» Selected extract:
You are viewing a plain text version of this content. The canonical link for it is here.
Posted to hdfs-user@hadoop.apache.org by Stuart Smith <st...@yahoo.com> on 2010/04/22 22:25:28 UTC
Re: hadoop log timestamps & file timestamps not same as system time [SOLVED]

Ok. Solved the timestamp issue.

The best solution I found was:

export TZ=`cat /etc/timezone`
(which I added to .bashrc)

I found it here:
http://davidwinterbourne.com/?p=37

With the common explanation that it should be symbolic link or java scans /usr/share/zoneinfo looking for a match using some weird logic.

However, I'm not entirely comfortable with this explanation: 
I had two machines with the exact same configuration and the exact same files in /usr/share/zoneinfo, but with one reporting PST in java, and the other, PDT. So there could well be some other weirdness here.

» To do:
1. In the Hadoop timestamp post, what line did the poster add to .bashrc to fix the timestamp issue?
2. Write the next few sentences of the Hadoop timestamp post, picking up after its last sentence.
The listing below has nothing to do with the Hadoop timestamp post.

» Data:

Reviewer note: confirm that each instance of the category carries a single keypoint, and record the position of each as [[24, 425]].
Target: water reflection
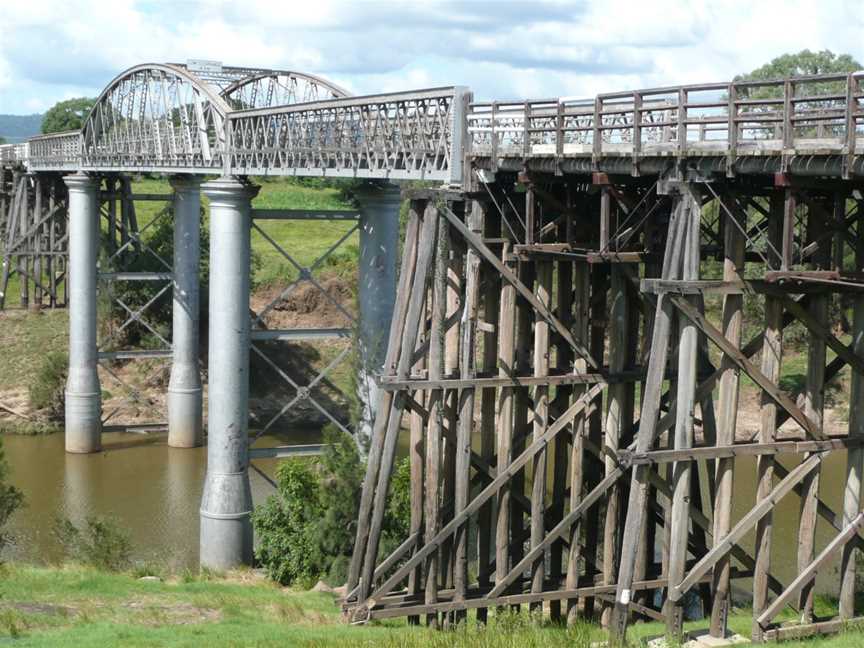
[[152, 490], [155, 491]]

» Responses in order:
1. export TZ=`cat /etc/timezone`

2.
Hopefully this solves the original issue (which was hbase regionservers continually being re-added to the master with a cycle of MSG_CALL_SERVER_STARTUP messages to the same machine). 
Oddly, hbase seemed to work fine, it just had a huge and ever growing list of regionservers stored the master, which would seem bad long-term.
Not sure whether this (hbase) issue would go in hbase, hadoop, or java, at this point ?

Thanks for the help!

Take care,
  -stu


--- On Thu, 4/22/10, Stuart Smith <st...@yahoo.com> wrote:

> From: Stuart Smith <st...@yahoo.com>
> Subject: Re: hadoop log timestamps & file timestamps not same as system time
> To: hdfs-user@hadoop.apache.org
> Date: Thursday, April 22, 2010, 3:28 PM
> Hello Eric,
> 
>   There's definitely an issue with timezones here
> (yes, deprecated, but to the point):
> 
> import java.util.Date; 
> import java.io.*; 
>  
> class testDateTime 
> { 
>         public static void main(
> String[] argv )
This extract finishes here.